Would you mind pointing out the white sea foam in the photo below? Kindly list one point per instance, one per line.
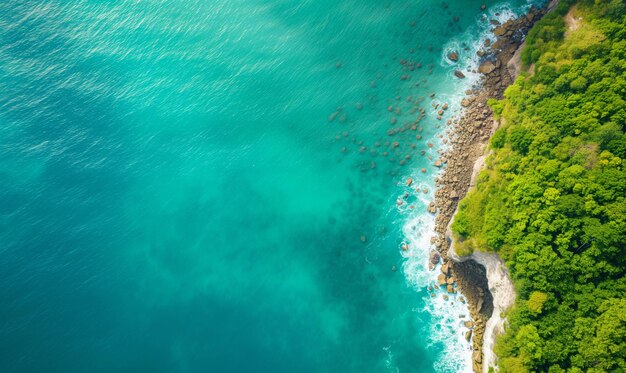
(447, 330)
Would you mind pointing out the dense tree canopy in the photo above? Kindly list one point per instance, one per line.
(552, 199)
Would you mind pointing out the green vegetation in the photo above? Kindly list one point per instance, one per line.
(552, 199)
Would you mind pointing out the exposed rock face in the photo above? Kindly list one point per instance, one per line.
(486, 67)
(470, 133)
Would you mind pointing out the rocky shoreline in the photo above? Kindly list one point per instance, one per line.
(469, 136)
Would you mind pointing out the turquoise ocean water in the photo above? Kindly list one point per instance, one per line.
(212, 185)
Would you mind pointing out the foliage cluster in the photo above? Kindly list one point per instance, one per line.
(552, 199)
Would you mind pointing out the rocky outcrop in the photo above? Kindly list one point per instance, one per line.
(469, 135)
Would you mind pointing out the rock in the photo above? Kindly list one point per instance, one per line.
(500, 30)
(441, 279)
(486, 68)
(434, 259)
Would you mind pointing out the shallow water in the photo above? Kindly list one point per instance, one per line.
(212, 186)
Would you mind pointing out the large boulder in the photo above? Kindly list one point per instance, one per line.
(487, 67)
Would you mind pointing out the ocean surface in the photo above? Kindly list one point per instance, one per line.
(221, 186)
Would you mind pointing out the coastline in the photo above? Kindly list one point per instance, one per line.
(481, 277)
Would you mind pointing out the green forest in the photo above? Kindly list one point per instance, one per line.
(551, 199)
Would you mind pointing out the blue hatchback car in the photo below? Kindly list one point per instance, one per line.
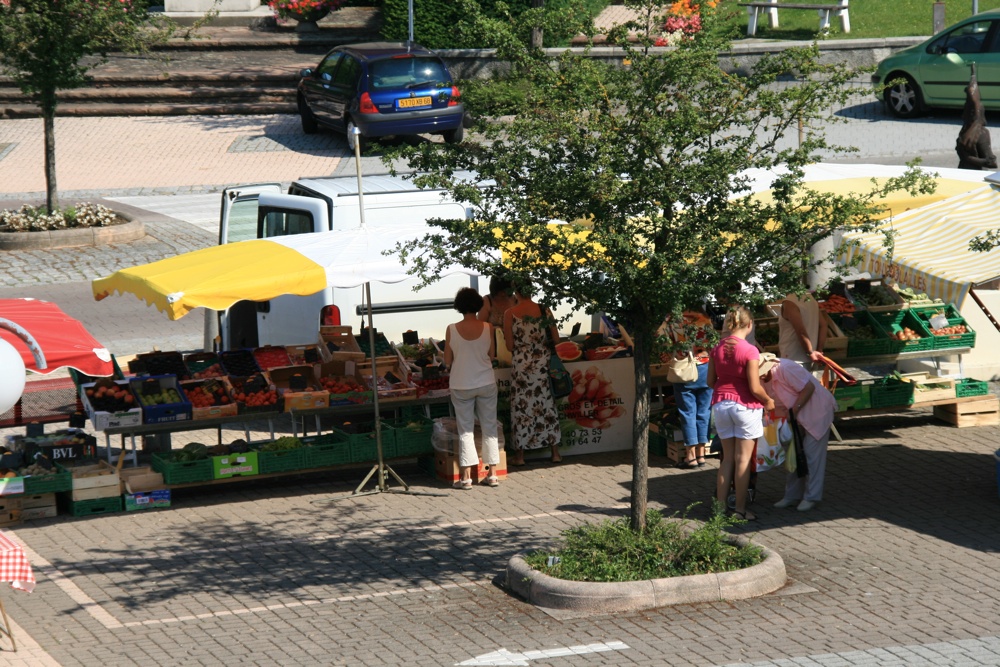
(381, 88)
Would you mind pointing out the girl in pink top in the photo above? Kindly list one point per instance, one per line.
(738, 405)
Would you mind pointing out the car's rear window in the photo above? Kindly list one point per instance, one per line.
(401, 72)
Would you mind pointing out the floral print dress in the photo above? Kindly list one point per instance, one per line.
(533, 410)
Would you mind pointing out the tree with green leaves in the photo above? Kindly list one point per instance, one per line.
(647, 160)
(51, 45)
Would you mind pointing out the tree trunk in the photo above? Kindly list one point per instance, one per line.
(640, 430)
(51, 191)
(536, 33)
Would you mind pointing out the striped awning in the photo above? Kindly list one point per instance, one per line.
(932, 246)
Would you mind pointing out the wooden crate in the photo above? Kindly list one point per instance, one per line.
(983, 412)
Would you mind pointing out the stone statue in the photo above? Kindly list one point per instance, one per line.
(973, 146)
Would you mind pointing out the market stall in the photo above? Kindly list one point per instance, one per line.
(932, 258)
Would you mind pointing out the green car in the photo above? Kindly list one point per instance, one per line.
(936, 72)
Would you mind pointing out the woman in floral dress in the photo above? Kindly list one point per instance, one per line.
(533, 413)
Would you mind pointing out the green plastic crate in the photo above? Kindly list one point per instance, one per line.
(283, 461)
(61, 481)
(91, 507)
(330, 449)
(184, 472)
(971, 388)
(363, 446)
(854, 397)
(413, 436)
(925, 313)
(892, 394)
(893, 322)
(863, 347)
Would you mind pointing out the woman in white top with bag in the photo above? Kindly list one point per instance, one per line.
(469, 348)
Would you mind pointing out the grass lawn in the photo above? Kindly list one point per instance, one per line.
(869, 18)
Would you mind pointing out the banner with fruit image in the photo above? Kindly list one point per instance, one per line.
(597, 416)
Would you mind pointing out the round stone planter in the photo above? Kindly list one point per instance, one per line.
(307, 20)
(69, 238)
(551, 593)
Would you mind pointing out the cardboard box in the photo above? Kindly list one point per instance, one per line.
(143, 492)
(91, 482)
(235, 465)
(395, 384)
(103, 420)
(127, 473)
(447, 470)
(307, 396)
(340, 343)
(161, 413)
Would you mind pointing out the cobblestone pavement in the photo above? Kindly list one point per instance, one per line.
(898, 565)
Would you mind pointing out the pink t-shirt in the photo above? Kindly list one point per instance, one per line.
(730, 357)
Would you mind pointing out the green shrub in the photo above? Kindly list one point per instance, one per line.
(612, 551)
(442, 24)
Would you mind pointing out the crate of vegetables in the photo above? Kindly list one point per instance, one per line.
(210, 398)
(874, 297)
(338, 378)
(362, 442)
(285, 454)
(255, 393)
(159, 363)
(110, 404)
(271, 356)
(891, 391)
(947, 326)
(906, 331)
(865, 336)
(836, 303)
(203, 365)
(340, 343)
(239, 363)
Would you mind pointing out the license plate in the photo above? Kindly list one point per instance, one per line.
(413, 102)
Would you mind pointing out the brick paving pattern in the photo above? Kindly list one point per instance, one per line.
(898, 565)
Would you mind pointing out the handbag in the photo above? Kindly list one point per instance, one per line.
(560, 380)
(681, 371)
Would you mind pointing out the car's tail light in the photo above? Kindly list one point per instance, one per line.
(366, 104)
(329, 316)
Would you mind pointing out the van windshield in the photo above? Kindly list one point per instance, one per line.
(285, 223)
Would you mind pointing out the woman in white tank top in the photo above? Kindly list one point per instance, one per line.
(469, 349)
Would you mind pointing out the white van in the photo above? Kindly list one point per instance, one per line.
(329, 204)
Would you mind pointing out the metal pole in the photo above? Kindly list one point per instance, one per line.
(410, 10)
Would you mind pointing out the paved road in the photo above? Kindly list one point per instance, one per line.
(897, 567)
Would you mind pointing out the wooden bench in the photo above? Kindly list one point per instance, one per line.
(771, 7)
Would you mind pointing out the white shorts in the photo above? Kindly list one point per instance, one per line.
(733, 420)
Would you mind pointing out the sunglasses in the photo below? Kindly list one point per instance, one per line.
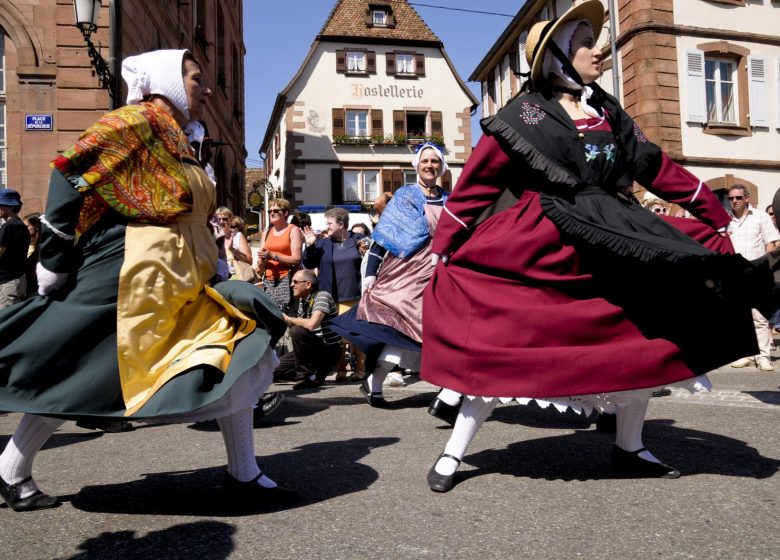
(428, 145)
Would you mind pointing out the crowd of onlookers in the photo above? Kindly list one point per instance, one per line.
(312, 276)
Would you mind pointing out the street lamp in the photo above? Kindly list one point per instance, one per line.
(87, 13)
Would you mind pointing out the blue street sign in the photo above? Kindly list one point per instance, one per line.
(39, 122)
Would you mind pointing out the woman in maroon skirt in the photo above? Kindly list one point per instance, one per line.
(543, 247)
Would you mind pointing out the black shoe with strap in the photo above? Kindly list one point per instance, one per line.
(375, 400)
(441, 482)
(39, 500)
(628, 464)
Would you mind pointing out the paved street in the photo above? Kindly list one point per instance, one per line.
(534, 485)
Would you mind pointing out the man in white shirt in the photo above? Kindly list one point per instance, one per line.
(753, 235)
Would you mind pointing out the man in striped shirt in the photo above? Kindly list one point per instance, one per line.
(316, 349)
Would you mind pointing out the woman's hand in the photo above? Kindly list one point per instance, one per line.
(309, 236)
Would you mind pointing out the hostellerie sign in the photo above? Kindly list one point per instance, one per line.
(397, 92)
(39, 122)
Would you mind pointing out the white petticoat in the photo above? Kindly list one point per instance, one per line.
(606, 402)
(392, 356)
(244, 394)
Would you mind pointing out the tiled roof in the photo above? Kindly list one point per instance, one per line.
(348, 19)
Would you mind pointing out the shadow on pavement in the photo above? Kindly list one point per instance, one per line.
(584, 455)
(202, 539)
(768, 397)
(318, 471)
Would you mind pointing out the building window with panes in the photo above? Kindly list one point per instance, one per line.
(404, 64)
(720, 81)
(356, 62)
(361, 185)
(357, 122)
(3, 135)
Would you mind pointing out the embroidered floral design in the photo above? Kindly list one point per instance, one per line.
(531, 114)
(639, 135)
(591, 152)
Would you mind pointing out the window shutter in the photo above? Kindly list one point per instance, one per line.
(387, 180)
(697, 97)
(390, 58)
(399, 123)
(376, 123)
(759, 101)
(436, 127)
(419, 64)
(336, 186)
(397, 180)
(338, 122)
(446, 181)
(777, 92)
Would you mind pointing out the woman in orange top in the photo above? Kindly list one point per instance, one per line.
(280, 252)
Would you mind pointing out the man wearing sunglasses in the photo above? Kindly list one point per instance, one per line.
(316, 349)
(753, 235)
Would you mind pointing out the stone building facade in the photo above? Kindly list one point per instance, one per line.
(700, 77)
(45, 70)
(375, 84)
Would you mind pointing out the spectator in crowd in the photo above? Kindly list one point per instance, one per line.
(279, 253)
(234, 242)
(387, 325)
(33, 223)
(753, 235)
(14, 244)
(316, 348)
(655, 204)
(337, 259)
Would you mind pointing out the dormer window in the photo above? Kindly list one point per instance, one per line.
(379, 17)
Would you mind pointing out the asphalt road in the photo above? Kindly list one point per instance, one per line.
(534, 484)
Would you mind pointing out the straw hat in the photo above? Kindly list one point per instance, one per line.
(540, 33)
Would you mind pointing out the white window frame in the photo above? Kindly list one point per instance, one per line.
(361, 191)
(356, 122)
(405, 64)
(718, 82)
(3, 118)
(356, 62)
(379, 17)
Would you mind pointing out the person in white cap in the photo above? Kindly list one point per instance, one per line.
(546, 248)
(14, 242)
(128, 325)
(387, 323)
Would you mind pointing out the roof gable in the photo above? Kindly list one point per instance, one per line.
(352, 19)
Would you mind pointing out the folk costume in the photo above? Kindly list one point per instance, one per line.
(547, 249)
(135, 329)
(387, 323)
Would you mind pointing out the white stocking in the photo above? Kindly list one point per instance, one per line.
(17, 459)
(472, 414)
(630, 419)
(238, 433)
(450, 397)
(376, 379)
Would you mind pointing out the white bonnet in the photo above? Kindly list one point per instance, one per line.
(156, 73)
(436, 148)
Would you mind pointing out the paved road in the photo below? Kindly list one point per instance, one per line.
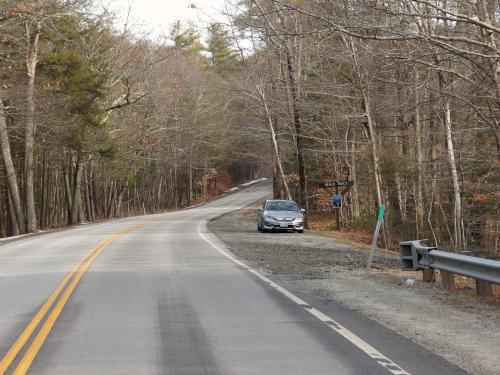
(159, 295)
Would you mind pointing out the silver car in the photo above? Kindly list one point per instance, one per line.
(280, 215)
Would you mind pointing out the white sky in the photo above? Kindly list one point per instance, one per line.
(158, 15)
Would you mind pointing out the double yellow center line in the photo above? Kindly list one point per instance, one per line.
(73, 277)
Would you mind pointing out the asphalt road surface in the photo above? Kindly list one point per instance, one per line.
(160, 295)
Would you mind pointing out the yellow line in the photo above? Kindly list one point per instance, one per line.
(30, 328)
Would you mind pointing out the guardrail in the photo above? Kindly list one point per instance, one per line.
(415, 255)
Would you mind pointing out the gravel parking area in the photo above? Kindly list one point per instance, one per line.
(463, 329)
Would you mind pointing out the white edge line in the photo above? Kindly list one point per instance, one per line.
(381, 359)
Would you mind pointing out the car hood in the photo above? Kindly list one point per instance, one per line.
(283, 214)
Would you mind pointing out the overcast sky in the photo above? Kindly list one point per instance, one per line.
(158, 15)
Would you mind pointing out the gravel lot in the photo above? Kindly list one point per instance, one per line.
(463, 329)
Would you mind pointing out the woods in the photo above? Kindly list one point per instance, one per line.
(402, 97)
(98, 122)
(399, 96)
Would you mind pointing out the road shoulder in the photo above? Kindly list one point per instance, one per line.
(462, 329)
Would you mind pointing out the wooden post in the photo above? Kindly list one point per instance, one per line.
(380, 218)
(337, 210)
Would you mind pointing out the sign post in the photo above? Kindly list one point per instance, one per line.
(380, 218)
(337, 198)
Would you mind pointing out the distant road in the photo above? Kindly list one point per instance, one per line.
(159, 294)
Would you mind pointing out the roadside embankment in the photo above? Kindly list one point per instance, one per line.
(461, 328)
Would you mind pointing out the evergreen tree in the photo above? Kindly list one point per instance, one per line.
(186, 38)
(222, 53)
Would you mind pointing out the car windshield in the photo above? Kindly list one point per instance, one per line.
(282, 206)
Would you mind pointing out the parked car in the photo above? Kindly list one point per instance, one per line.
(282, 215)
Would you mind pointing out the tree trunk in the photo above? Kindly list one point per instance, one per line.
(76, 201)
(457, 199)
(419, 206)
(297, 122)
(10, 171)
(354, 177)
(29, 135)
(14, 227)
(45, 193)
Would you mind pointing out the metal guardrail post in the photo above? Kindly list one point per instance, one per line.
(415, 255)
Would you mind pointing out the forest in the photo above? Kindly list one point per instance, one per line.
(402, 97)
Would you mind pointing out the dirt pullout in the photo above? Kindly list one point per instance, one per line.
(463, 329)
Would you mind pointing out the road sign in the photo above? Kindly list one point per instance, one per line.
(337, 201)
(344, 183)
(335, 184)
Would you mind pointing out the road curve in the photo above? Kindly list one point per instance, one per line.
(159, 295)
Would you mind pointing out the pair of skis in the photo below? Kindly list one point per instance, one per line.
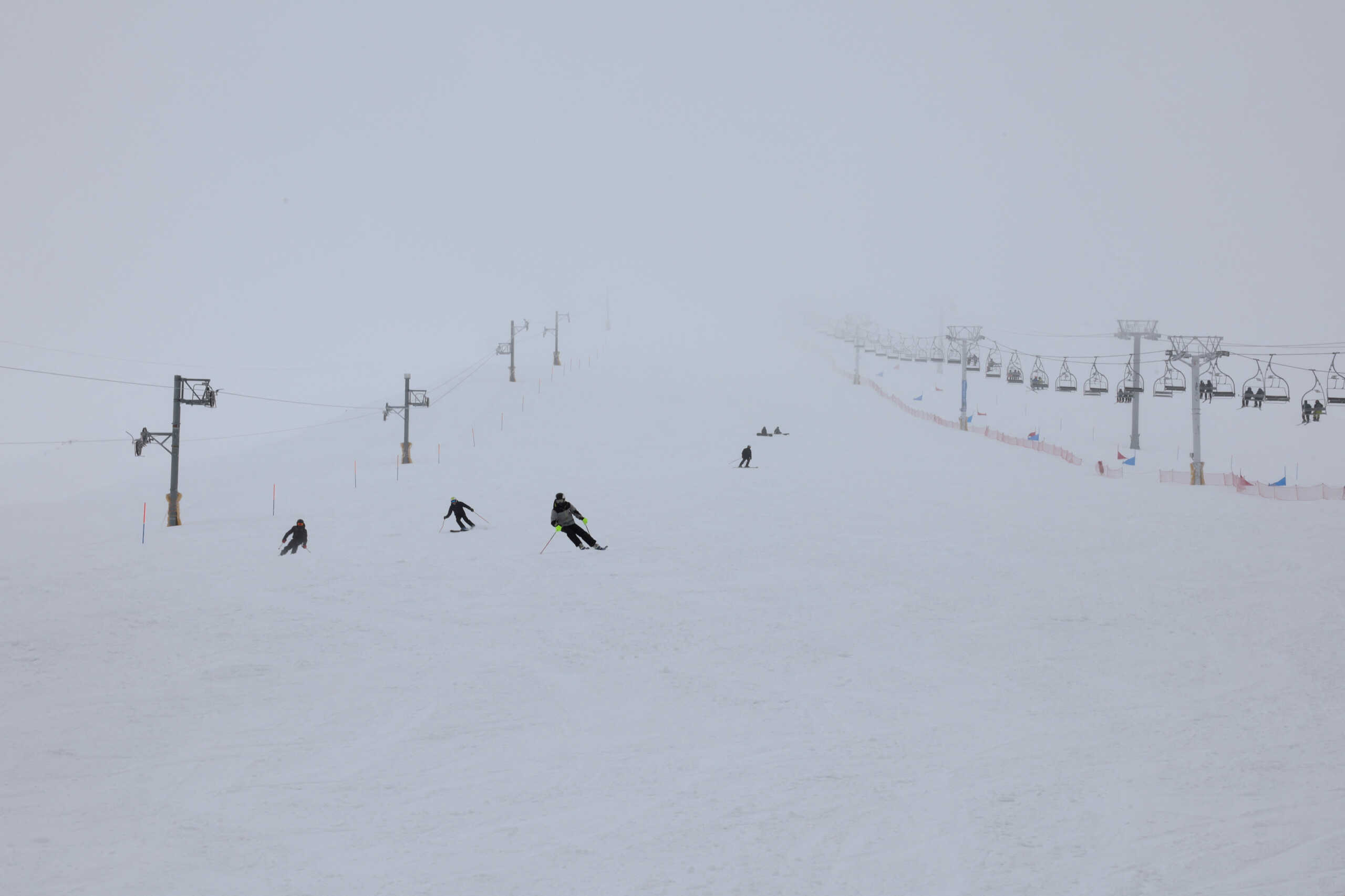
(582, 547)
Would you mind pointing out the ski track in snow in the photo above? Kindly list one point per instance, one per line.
(896, 660)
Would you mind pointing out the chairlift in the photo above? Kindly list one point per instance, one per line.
(1334, 385)
(1253, 382)
(1173, 380)
(1222, 384)
(1132, 382)
(1039, 380)
(1065, 381)
(1277, 388)
(1096, 382)
(1315, 393)
(1161, 385)
(995, 368)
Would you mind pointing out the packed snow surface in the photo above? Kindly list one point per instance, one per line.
(894, 658)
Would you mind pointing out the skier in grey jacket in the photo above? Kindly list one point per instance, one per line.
(563, 517)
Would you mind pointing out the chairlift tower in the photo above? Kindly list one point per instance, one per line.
(966, 338)
(858, 348)
(411, 399)
(508, 348)
(185, 392)
(1196, 350)
(1135, 330)
(556, 358)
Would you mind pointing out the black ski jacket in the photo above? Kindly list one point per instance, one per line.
(564, 514)
(458, 506)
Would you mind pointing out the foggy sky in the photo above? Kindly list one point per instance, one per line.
(357, 190)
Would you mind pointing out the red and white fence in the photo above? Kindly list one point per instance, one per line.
(1259, 489)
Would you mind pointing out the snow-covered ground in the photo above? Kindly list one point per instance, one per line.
(891, 660)
(1262, 444)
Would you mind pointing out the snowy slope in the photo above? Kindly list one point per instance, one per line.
(1262, 444)
(892, 660)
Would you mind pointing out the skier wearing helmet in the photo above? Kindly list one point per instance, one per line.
(298, 536)
(563, 517)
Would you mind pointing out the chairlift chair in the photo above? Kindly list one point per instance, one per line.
(1173, 380)
(1315, 393)
(1039, 380)
(1334, 385)
(1223, 384)
(995, 368)
(1132, 382)
(1161, 385)
(1254, 381)
(1065, 381)
(1096, 382)
(1277, 388)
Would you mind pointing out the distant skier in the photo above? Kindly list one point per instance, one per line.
(455, 509)
(563, 517)
(298, 536)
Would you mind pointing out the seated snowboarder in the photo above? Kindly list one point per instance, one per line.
(563, 517)
(455, 509)
(298, 536)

┄┄┄┄┄┄┄┄┄┄

◆ Exercise description ◆
Return exactly the lines from the one containing "Would you mind pointing out the packed" through the last line of the records above, both included, and nothing else.

◆ Task solution ◆
Would you mind pointing out the packed snow surface in the photo above? Kindly list one point per instance, one per line.
(894, 658)
Would you mind pointing out the skier in grey jacket in the photo above? Kindly list one point per instance, one per line.
(563, 517)
Would you mind pointing out the chairlift tower in the photo above? Kindly list one point per instance, one per line.
(966, 338)
(858, 348)
(411, 399)
(508, 348)
(185, 392)
(1196, 350)
(1135, 330)
(556, 358)
Would you mind pointing out the black ski jacket in the photo above? Kindly list one point per instance, one per line.
(564, 514)
(458, 506)
Would you mind pointing out the foggy sky in the photo above? Kindly list one point per instance, one per line.
(357, 190)
Would you mind pointing out the red and white fence in the photo above? Kindly list one point per instance, one per line.
(1259, 489)
Would you mind pointing out the snow-covered ground in the photo above? Kindly list one point per instance, one per line.
(891, 660)
(1262, 444)
Would you mind pointing out the snowy slope in the photo above? Kindly list one point per instance, one per line.
(1262, 444)
(892, 660)
Would you mind pointing out the skier wearing helmet in the photo above? Kindly list one point per instance, one per line.
(298, 536)
(563, 517)
Would you mind pointing out the chairlift chair in the photo above? Kindly list one point per instance, one per line.
(1173, 380)
(1315, 393)
(1039, 380)
(1334, 385)
(1223, 384)
(995, 368)
(1132, 382)
(1161, 385)
(1254, 381)
(1065, 381)
(1096, 382)
(1277, 388)
Would you mind pointing out the distant skier in the photo above? Kindly list one point per instance, one per line.
(455, 509)
(563, 517)
(298, 536)
Would you mind pointing out the seated snowboarder in the photo above? Kindly list one point per instance, one per line.
(563, 517)
(455, 509)
(298, 536)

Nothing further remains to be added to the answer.